Dataset items
________________________

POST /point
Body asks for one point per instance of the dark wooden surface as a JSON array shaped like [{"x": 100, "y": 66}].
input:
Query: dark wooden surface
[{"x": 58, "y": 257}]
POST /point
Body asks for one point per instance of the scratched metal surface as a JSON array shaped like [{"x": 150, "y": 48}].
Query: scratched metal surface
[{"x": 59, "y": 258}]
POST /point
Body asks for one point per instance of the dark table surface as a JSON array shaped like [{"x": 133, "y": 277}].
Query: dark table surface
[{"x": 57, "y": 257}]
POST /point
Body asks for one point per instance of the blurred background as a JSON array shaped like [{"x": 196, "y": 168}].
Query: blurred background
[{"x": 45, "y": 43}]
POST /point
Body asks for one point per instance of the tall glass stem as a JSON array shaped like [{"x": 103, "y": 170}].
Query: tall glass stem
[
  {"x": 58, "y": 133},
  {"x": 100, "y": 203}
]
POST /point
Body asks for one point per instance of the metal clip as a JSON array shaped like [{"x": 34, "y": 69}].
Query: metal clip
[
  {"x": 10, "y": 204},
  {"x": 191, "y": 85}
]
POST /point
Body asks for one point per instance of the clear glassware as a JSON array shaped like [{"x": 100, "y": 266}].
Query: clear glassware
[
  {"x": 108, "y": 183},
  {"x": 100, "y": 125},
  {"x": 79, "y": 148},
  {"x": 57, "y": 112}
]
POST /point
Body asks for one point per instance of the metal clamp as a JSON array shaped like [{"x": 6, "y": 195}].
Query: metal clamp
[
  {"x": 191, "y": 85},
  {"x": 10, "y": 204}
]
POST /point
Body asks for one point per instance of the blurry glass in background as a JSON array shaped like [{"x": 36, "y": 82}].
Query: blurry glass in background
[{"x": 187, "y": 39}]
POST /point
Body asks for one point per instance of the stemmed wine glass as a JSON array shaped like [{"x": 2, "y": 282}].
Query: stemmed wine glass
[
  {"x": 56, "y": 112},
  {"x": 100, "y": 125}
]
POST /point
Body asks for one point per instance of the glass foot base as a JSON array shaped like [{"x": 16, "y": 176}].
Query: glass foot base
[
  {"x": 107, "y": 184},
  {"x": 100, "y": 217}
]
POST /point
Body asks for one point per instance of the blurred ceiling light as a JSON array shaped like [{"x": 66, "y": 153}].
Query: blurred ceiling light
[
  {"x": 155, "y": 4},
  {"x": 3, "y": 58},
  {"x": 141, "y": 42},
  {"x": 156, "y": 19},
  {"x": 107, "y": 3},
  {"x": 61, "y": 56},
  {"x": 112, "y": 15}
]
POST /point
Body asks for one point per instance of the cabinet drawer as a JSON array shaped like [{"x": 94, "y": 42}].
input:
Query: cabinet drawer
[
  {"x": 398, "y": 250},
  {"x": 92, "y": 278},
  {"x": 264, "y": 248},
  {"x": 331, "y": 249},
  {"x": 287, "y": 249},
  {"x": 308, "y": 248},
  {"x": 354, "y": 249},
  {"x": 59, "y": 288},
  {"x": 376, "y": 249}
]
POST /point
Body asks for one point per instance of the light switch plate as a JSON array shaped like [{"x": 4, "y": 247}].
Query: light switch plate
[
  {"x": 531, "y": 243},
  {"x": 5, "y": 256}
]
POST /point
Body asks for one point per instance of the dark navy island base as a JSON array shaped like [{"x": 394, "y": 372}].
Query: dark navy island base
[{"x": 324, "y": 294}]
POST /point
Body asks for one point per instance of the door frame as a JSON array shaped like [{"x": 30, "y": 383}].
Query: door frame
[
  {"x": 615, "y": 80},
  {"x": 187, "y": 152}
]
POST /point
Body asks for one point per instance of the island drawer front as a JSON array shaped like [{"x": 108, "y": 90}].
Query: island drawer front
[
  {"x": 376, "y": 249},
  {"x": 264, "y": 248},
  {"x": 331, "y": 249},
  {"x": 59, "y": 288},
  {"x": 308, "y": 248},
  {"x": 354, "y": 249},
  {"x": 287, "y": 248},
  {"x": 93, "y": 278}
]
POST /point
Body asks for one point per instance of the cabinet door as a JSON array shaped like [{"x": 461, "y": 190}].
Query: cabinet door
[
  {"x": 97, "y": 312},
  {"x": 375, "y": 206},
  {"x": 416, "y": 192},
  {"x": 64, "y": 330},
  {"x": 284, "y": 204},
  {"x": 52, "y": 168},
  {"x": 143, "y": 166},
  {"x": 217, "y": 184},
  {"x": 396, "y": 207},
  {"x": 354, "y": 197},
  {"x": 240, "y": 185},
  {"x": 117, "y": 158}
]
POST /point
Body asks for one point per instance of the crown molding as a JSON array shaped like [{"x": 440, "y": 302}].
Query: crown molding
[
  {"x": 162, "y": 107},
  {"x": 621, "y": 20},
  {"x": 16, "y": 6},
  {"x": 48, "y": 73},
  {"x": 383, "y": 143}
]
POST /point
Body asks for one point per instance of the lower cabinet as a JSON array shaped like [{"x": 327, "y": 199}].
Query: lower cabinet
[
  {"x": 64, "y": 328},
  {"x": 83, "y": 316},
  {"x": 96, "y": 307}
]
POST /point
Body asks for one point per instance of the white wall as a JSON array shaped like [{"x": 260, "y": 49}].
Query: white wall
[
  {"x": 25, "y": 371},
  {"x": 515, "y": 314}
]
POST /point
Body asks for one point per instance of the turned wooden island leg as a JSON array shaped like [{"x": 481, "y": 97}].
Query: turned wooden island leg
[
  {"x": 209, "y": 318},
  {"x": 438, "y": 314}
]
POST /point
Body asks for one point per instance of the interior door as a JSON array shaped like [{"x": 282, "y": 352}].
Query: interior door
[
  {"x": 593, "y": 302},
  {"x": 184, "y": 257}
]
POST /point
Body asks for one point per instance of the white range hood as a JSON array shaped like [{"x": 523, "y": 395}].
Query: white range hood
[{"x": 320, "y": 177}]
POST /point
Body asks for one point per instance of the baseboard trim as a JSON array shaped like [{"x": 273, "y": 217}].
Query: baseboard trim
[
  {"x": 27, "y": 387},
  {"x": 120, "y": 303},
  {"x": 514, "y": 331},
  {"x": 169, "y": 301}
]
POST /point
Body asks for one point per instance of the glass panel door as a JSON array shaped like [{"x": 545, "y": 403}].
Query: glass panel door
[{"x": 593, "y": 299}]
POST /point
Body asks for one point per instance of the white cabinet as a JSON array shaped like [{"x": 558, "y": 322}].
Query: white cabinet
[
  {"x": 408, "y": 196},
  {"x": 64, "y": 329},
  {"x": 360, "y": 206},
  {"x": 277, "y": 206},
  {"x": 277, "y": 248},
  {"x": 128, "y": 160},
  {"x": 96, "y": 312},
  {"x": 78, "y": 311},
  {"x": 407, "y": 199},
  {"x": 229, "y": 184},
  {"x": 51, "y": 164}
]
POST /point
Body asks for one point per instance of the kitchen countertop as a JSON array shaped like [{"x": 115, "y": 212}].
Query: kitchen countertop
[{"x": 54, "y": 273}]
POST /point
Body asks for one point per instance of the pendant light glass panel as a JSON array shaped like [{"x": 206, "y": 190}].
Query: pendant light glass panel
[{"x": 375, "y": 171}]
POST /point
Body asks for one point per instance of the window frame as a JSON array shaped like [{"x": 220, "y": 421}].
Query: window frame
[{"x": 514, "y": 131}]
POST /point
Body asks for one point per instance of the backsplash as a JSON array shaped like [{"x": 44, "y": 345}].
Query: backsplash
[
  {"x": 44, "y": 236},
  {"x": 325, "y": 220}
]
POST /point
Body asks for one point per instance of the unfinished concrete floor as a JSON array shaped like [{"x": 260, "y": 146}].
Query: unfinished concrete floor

________________________

What you will do:
For this exercise, repeat exactly the lines of the data above from the one with "Body asks for one point per instance of the tall" down to the one with "Body asks for one point per instance of the clear", both end lines included.

Reply to the task:
Body asks for one point per instance of the tall glass stem as a JSON array shaped like [{"x": 103, "y": 170}].
Query: tall glass stem
[
  {"x": 58, "y": 133},
  {"x": 100, "y": 203}
]
POST /point
Body asks for one point per instance of the metal clip as a JSON array shaped like [{"x": 34, "y": 69}].
Query: metal clip
[
  {"x": 10, "y": 204},
  {"x": 191, "y": 85}
]
POST /point
Body asks for one point per instance of the clear glassware as a JSON array shaped like [{"x": 100, "y": 266}].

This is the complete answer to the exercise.